Which lines of the data below contain the string "flat"? Locate each one and copy it.

(Point annotation data records):
-=-=-=-=-
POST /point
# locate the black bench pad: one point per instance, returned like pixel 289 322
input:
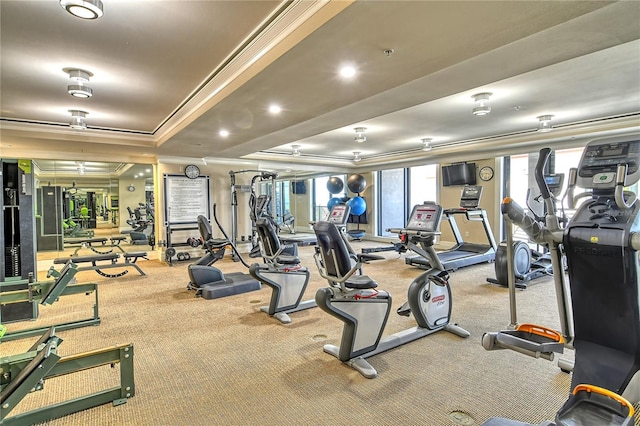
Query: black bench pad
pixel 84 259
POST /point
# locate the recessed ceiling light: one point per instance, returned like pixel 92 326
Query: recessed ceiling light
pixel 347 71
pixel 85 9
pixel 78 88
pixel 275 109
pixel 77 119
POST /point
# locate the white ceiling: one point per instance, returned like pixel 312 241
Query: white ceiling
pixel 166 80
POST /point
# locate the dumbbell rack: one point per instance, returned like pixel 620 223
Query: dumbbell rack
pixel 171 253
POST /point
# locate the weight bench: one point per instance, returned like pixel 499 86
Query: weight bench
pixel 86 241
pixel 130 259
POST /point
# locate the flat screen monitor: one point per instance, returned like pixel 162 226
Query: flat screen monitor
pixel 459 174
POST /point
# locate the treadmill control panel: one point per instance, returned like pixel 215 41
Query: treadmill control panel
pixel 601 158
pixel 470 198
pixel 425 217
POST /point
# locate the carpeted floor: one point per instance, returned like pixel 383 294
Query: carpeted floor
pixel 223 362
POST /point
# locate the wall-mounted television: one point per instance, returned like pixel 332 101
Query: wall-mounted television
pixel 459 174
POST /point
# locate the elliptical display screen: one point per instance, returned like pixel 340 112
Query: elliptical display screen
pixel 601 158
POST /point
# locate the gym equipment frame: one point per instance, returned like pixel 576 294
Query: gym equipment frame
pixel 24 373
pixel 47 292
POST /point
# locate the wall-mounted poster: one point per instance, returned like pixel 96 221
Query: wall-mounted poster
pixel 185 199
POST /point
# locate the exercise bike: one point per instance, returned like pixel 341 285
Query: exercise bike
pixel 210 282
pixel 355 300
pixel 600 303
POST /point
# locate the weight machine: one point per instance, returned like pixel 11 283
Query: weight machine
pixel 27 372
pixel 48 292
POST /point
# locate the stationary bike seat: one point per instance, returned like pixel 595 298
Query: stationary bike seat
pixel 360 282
-=-=-=-=-
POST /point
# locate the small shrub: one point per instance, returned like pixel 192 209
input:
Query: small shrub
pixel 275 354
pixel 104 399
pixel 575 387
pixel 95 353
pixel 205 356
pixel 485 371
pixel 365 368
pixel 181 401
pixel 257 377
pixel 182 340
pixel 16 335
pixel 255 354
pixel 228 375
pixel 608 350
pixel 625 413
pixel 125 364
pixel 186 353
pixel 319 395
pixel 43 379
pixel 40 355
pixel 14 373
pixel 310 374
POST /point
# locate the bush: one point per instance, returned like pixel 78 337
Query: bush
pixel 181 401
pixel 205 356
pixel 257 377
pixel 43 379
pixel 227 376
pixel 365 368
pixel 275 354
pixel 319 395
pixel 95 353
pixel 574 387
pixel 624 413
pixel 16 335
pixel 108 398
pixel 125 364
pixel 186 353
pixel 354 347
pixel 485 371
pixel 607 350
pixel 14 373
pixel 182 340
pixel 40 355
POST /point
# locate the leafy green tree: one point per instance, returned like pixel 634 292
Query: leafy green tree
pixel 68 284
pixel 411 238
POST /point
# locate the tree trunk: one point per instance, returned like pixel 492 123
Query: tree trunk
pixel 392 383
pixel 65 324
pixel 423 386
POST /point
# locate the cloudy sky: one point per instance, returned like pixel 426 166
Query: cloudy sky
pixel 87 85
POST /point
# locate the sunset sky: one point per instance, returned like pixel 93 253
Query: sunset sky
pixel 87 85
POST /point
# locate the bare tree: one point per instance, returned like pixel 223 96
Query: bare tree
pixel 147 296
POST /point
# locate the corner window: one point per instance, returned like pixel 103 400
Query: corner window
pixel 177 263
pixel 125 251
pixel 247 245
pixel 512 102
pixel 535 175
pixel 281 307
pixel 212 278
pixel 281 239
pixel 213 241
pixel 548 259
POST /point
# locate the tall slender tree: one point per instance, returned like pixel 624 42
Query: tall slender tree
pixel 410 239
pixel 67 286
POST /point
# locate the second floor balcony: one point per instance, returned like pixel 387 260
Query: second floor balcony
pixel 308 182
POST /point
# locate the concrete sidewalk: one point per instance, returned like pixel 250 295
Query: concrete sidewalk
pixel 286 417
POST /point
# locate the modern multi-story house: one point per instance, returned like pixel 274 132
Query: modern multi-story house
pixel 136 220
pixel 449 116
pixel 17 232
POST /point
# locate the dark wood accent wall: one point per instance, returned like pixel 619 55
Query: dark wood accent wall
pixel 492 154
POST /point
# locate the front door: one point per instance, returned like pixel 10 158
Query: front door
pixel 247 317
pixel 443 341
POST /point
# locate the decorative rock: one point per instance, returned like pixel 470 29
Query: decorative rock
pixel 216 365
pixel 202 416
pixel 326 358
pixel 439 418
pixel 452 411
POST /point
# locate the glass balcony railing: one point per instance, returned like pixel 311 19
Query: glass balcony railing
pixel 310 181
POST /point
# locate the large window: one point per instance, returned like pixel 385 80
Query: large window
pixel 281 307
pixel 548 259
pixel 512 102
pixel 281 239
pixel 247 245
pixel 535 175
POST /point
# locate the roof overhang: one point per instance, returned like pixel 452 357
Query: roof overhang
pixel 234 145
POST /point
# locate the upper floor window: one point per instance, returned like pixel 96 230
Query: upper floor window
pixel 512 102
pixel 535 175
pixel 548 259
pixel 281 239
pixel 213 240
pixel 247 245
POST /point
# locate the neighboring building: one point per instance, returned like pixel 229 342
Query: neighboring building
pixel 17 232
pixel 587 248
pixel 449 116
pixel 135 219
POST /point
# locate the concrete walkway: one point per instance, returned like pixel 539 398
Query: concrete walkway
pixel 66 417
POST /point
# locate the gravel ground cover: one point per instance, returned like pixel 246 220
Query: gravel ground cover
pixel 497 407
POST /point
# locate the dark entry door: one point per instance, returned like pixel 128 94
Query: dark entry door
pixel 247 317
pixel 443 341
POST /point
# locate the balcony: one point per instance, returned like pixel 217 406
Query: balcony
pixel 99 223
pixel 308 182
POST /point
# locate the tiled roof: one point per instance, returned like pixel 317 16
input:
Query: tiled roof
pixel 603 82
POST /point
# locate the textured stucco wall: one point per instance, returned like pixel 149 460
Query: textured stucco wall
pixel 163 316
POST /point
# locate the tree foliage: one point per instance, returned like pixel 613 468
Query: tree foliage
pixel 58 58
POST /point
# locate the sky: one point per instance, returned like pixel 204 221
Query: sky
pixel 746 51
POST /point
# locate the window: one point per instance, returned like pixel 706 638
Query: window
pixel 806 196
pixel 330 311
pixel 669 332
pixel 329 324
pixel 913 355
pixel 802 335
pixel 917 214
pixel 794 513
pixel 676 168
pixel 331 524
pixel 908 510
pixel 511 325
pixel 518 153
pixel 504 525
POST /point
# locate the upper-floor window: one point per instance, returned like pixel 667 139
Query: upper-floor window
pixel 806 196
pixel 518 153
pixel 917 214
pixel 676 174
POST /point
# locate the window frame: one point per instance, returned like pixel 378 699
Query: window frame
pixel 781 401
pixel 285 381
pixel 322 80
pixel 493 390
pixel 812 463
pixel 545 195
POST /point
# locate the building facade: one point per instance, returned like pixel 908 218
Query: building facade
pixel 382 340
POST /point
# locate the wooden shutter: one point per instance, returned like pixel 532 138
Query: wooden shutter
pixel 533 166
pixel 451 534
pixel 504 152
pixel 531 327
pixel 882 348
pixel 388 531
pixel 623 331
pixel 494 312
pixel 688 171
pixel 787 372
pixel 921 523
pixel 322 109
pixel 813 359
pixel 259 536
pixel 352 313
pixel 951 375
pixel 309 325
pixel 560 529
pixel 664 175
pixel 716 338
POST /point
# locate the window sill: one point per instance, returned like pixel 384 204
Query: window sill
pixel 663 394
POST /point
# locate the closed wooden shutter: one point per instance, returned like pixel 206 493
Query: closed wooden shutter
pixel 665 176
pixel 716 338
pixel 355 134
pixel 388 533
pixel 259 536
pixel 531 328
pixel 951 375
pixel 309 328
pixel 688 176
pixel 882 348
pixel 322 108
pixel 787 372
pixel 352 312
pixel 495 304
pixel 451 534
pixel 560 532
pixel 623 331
-=-=-=-=-
(Response for this exercise):
# locate the flat screen monitor: one point per instance, returned like pixel 162 226
Query: flat screen monitor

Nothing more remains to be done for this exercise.